Entries supplied ::
# # # #

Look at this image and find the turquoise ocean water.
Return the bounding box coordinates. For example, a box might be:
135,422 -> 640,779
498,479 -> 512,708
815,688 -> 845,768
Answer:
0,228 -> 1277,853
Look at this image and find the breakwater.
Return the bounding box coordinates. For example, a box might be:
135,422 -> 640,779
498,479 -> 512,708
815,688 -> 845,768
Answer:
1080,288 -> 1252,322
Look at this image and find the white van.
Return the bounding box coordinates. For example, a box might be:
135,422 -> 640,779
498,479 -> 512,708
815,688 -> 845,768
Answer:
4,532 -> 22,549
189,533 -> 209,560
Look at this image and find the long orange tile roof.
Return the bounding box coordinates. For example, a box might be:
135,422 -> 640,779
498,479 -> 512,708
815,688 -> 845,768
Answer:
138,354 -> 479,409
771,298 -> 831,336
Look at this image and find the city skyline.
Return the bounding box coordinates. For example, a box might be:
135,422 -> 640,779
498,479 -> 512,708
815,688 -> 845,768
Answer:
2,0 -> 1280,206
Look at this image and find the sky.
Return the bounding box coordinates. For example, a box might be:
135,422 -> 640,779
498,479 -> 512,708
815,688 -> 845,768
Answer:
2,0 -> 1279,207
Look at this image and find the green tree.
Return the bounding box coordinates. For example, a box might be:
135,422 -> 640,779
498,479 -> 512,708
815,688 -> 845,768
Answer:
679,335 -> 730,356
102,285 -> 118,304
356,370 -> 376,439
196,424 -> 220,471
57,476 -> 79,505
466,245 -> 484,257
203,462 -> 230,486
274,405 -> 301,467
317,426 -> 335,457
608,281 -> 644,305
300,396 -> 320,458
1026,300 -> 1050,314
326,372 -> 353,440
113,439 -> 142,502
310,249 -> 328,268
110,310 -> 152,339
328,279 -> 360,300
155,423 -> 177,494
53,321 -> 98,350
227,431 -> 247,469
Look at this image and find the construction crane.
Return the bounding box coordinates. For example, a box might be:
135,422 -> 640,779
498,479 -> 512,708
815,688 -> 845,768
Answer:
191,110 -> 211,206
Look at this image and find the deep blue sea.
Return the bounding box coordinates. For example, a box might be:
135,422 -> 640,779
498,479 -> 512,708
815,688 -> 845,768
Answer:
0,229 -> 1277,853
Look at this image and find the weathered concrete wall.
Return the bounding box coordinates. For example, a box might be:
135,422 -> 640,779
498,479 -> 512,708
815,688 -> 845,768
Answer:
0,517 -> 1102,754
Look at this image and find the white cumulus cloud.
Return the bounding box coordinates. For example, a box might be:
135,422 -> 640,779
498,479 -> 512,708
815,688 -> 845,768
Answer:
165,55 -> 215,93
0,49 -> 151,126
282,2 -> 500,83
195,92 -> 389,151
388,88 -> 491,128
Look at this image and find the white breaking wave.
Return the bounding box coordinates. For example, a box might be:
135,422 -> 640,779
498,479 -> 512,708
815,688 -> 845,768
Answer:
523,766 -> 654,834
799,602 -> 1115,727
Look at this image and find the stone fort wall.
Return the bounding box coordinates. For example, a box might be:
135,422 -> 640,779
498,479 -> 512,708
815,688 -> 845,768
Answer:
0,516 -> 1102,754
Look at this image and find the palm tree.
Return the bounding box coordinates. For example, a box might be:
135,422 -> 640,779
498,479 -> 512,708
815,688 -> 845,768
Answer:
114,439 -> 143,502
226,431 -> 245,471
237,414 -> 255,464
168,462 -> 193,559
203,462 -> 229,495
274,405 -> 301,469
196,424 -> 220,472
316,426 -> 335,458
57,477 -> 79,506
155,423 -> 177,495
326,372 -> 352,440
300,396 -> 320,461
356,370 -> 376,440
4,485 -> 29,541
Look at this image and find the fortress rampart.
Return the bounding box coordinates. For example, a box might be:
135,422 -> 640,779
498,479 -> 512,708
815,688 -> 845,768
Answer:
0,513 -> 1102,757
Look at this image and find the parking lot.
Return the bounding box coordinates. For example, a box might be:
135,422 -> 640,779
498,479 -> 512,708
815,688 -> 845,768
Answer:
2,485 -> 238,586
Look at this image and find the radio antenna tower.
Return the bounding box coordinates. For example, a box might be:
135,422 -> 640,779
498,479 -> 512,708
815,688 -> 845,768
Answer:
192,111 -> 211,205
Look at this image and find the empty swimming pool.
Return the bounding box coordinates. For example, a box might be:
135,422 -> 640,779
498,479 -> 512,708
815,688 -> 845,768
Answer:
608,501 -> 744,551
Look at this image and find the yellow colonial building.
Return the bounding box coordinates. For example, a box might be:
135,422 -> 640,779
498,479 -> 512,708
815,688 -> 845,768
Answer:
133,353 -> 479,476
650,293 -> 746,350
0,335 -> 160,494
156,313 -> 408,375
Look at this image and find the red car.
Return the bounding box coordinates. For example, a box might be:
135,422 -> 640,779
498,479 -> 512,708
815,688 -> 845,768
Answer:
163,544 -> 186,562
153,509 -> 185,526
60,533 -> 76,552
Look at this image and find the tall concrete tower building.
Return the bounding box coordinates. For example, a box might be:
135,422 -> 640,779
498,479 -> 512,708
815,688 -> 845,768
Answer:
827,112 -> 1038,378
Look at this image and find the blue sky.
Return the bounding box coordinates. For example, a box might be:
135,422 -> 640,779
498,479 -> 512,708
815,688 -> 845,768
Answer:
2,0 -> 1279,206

# # # #

Assigned task :: Set apart and copy each line of the records that holds the word "tower".

Reply ::
Look at this image and find the radio antenna tower.
Look at this image and find the tall concrete tower building.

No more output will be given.